Supplied text:
== == ==
# Arthroscopy knee w/lateral gutter



## fhysong (May 15, 2009)

Hi All,
Just looking for some help to educate my docs.  MD did Synovectomy, and Chondroplasty both in patellofemeral joint.  Then states removal of loose body in the lateral gutter, but he also did medial and lateral menisectomy.  I'm not allowing the synovectomy or the loose body but did allow the chondro due to higher RVU and different compartment.  Please let me know if this is correct?


----------



## mbort (May 15, 2009)

yes that would be correct.


(if it was hypotrophic synovitis, you could potentially capture that as well..just depends on the documentation and compartments)

Mary, CPC, COSC


----------



## faithvo (May 16, 2009)

Mary,

Could you elaborate a little more on billing for the synovectomy if due to "hypertrophic synovectomy"?  I have a doc who is notorious for performing a "tricompartmental synovectomy" for hypertrophic synovitis and this is almost always in addition to a meniscectomy(medial and/or lateral) and a patella chondroplasty.
== == ==
Data to examine:
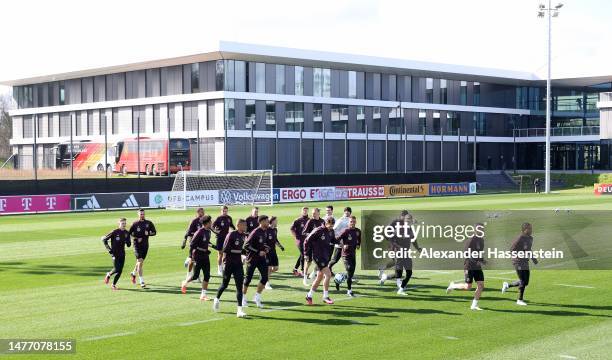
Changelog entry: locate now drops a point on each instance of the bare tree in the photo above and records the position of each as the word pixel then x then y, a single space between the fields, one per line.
pixel 6 103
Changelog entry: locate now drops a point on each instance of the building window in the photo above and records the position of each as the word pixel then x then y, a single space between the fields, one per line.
pixel 115 121
pixel 422 121
pixel 240 76
pixel 229 75
pixel 294 116
pixel 195 78
pixel 260 77
pixel 64 125
pixel 156 119
pixel 317 117
pixel 360 119
pixel 62 93
pixel 463 93
pixel 429 90
pixel 270 115
pixel 230 114
pixel 219 74
pixel 190 116
pixel 443 92
pixel 90 122
pixel 339 118
pixel 326 83
pixel 171 118
pixel 280 79
pixel 317 82
pixel 352 84
pixel 299 80
pixel 28 127
pixel 250 114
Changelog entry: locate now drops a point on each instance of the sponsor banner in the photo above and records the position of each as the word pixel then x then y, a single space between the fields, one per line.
pixel 307 194
pixel 603 189
pixel 237 196
pixel 82 202
pixel 360 192
pixel 449 189
pixel 160 199
pixel 34 203
pixel 405 190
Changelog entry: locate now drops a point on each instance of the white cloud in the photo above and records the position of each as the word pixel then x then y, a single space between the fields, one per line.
pixel 43 37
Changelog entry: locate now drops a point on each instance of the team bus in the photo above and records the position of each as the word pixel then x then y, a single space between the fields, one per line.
pixel 85 156
pixel 154 155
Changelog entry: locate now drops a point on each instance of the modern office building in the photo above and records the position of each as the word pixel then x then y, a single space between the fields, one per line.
pixel 297 111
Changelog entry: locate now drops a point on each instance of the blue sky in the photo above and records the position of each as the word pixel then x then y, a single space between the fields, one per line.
pixel 44 37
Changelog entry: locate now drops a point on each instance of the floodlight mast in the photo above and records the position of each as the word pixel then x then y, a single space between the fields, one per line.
pixel 551 12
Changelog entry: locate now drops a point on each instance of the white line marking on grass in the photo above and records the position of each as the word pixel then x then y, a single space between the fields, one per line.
pixel 189 323
pixel 499 278
pixel 578 286
pixel 101 337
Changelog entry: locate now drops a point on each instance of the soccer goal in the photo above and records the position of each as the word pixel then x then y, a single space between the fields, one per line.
pixel 238 187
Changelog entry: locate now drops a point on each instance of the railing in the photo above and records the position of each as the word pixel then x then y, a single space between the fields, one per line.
pixel 558 131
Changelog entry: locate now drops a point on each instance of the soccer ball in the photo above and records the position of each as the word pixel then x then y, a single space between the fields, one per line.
pixel 339 278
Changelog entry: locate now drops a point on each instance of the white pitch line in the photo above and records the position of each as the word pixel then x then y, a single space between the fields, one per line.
pixel 499 278
pixel 189 323
pixel 578 286
pixel 94 338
== == ==
Required tasks:
a. Repeat the knee arthroscopy thread from "## fhysong (May" to "this is correct?".
b. Carry on the knee arthroscopy coding thread from the point where it stops.
The lines aren't needed for any of this work.

Outputs for the tasks:
a.
## fhysong (May 15, 2009)

Hi All,
Just looking for some help to educate my docs.  MD did Synovectomy, and Chondroplasty both in patellofemeral joint.  Then states removal of loose body in the lateral gutter, but he also did medial and lateral menisectomy.  I'm not allowing the synovectomy or the loose body but did allow the chondro due to higher RVU and different compartment.  Please let me know if this is correct?

b.
Any insight would be appreciated!  

Thanks!


----------



## coderguy1939 (May 16, 2009)

Without seeing the op report, I'd say you could bill for the lateral and medial menisectomy, chondroplasty of the patellofemoral compartment and if this isn't a Medicare patient or a carrier following CCI guidelines,  AAOS guidelines allow for capturing the loose body removal if it is not meniscal material from the menisectomy, is greater than 5mm or removed from a separate portal.  Mary, I've never seen any info on capturing the synovectomy for hypertrophic synovitis.  I'd love to see whatever you've got on that subject.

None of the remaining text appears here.